- Written request: Copy the listing below word for word, starting at the line that has "of the shrub" and stopping after the line that has "[[159, 122]]". Include both of those lines.
----
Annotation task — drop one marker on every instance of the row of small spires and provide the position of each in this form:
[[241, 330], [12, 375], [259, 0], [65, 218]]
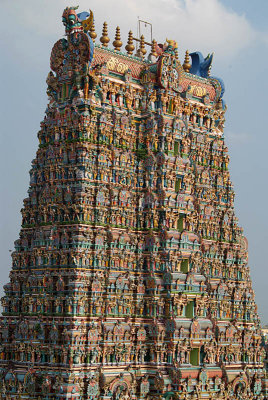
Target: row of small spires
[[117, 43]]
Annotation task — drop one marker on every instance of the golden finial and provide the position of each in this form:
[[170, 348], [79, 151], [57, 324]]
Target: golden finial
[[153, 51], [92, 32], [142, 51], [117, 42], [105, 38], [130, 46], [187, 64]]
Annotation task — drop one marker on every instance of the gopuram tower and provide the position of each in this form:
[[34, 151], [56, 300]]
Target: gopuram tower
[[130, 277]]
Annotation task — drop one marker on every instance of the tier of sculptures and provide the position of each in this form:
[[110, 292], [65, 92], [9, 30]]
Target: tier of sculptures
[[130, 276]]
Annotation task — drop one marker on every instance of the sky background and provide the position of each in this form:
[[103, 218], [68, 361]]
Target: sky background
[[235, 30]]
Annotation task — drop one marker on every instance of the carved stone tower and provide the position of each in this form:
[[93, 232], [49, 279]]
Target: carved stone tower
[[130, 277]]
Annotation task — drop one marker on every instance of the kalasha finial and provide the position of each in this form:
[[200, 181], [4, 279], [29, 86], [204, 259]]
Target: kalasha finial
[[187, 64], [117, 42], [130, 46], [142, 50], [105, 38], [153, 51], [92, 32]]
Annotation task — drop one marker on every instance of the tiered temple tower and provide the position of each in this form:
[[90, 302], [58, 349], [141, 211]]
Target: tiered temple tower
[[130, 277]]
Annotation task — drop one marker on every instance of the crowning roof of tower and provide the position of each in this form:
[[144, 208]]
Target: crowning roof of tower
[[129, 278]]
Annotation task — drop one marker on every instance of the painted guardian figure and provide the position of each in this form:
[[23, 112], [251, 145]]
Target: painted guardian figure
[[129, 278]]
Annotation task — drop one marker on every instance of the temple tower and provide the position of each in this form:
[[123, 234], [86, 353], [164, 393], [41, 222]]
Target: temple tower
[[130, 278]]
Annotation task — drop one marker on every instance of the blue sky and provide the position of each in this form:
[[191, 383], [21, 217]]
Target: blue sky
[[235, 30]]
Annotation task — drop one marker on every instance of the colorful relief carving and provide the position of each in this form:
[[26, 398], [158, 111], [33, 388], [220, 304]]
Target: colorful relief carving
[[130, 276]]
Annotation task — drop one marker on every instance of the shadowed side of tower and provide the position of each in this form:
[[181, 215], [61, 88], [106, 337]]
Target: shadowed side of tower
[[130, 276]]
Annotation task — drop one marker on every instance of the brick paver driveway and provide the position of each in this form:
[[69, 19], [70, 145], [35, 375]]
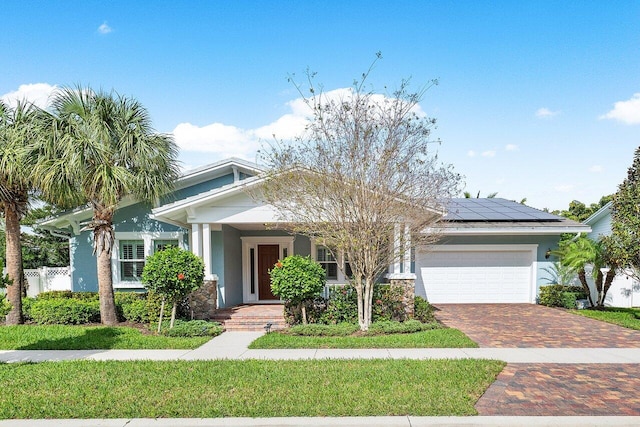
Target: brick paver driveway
----
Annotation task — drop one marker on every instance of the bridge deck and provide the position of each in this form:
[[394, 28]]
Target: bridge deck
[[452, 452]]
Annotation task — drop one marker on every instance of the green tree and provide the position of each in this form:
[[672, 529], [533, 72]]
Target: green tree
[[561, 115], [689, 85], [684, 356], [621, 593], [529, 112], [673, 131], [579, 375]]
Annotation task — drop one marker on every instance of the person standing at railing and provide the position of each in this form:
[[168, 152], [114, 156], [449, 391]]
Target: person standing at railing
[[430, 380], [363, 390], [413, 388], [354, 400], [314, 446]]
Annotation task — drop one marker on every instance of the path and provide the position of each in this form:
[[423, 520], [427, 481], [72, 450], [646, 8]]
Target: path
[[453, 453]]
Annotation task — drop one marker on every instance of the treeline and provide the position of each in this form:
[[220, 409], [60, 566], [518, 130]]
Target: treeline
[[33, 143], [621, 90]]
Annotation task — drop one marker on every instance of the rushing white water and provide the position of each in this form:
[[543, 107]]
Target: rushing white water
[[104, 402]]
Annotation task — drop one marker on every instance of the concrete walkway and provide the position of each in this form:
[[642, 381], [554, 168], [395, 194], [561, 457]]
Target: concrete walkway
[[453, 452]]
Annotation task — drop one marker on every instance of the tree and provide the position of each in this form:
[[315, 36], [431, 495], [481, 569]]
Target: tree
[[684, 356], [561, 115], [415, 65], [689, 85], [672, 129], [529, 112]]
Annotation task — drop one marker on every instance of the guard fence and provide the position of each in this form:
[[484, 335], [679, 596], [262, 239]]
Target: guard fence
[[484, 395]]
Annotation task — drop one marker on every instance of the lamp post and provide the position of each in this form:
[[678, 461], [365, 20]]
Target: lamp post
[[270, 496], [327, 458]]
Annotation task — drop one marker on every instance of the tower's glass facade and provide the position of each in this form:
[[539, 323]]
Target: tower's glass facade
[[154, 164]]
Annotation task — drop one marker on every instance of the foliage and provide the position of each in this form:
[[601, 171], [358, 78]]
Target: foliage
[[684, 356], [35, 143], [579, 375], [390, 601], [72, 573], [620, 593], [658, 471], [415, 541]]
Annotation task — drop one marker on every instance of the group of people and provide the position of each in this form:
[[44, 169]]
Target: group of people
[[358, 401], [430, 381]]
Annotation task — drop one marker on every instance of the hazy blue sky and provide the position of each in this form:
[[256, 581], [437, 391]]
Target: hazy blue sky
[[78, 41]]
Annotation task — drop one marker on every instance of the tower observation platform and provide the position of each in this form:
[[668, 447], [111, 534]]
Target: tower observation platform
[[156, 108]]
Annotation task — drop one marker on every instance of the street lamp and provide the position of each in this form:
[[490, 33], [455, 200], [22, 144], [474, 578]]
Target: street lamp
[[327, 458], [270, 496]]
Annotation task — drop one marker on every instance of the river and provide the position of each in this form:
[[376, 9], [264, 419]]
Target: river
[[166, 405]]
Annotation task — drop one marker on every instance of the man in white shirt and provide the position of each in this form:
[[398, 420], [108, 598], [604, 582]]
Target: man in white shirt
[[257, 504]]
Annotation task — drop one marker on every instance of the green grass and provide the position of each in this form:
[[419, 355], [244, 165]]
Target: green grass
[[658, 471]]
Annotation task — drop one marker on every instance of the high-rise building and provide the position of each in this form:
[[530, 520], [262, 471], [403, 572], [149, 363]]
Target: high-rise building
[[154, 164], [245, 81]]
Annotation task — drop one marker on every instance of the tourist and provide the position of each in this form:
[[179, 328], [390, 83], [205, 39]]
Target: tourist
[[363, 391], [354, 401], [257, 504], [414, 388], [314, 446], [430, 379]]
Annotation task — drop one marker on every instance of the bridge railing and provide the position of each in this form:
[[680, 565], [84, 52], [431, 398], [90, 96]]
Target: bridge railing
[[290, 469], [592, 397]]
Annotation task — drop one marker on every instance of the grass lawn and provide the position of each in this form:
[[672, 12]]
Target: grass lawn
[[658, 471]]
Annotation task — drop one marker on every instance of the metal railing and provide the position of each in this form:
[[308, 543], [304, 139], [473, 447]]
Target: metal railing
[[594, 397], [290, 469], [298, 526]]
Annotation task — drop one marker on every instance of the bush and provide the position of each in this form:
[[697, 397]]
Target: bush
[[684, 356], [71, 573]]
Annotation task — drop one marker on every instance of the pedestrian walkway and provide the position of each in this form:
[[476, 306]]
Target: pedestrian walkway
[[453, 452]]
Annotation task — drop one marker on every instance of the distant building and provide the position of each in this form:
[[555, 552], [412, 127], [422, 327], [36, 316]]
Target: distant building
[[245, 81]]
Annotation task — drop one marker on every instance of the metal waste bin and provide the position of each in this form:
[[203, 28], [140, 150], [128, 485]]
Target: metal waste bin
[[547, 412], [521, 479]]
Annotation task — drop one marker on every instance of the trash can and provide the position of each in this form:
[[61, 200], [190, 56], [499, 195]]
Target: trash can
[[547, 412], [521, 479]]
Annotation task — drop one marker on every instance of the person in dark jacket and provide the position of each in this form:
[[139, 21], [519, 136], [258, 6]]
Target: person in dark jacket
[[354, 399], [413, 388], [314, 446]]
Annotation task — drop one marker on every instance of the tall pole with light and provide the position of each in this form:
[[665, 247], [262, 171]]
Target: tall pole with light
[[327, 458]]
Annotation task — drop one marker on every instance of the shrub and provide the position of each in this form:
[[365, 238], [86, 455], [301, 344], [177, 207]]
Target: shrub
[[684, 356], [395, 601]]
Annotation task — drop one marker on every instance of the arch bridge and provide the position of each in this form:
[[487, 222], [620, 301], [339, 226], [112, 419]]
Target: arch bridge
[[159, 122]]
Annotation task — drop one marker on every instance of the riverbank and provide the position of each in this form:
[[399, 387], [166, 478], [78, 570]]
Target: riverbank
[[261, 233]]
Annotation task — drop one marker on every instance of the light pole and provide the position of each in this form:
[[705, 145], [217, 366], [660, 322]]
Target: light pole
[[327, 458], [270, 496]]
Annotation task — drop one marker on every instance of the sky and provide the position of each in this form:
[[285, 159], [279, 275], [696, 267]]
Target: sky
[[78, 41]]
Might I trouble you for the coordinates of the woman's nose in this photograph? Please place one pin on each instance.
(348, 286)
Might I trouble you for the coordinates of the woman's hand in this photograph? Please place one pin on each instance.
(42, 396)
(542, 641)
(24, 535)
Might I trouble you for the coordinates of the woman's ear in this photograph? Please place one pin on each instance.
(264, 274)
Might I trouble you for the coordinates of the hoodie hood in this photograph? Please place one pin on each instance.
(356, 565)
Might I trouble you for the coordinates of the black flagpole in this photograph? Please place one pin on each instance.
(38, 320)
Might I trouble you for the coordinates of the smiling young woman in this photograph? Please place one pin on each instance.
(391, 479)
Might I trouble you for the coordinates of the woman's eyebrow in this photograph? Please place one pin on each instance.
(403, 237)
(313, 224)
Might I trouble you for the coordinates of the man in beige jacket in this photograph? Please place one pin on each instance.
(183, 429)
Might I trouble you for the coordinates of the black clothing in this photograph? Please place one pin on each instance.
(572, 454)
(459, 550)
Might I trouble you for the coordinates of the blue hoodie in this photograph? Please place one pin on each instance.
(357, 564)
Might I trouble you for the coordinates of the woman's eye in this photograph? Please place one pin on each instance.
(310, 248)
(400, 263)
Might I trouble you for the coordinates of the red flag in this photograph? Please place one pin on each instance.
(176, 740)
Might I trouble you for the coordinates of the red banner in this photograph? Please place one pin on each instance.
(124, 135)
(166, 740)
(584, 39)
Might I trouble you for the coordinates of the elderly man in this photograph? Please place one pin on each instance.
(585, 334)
----
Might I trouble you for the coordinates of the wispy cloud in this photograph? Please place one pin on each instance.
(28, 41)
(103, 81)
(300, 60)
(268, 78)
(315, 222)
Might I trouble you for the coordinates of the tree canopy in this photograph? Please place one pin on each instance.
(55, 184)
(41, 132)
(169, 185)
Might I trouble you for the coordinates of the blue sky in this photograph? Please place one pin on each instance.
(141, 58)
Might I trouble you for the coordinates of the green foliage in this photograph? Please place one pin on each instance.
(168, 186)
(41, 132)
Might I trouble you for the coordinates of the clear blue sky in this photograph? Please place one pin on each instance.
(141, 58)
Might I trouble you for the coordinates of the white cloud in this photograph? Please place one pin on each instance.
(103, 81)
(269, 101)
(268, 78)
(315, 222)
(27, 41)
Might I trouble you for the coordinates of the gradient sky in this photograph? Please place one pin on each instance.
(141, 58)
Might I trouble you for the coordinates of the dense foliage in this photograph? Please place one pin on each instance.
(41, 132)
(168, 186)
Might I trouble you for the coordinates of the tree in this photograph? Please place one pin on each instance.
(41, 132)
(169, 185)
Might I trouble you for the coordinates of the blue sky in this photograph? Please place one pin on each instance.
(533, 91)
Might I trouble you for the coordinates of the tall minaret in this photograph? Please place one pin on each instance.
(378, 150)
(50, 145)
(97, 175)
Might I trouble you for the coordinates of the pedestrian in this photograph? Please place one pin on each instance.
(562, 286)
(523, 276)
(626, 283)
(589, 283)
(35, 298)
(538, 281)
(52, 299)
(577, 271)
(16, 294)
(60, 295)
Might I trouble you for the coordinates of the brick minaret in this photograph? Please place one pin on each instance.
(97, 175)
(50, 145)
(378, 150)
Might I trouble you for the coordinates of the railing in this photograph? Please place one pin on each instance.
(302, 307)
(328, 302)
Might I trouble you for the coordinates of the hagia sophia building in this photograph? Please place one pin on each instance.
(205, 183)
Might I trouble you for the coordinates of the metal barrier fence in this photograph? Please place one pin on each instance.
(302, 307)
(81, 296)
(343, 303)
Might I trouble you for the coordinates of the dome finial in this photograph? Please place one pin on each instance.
----
- The response:
Annotation task — drop one marker on every instance of the shrub and provide the position of each in this form:
[[365, 238], [86, 455], [301, 344], [177, 207]]
Target: shrub
[[684, 356], [395, 601]]
Annotation task — drop one marker on every instance of the arch bridge and provide the position of each in this form:
[[487, 222], [620, 301], [339, 226], [112, 419]]
Target: arch bridge
[[159, 122]]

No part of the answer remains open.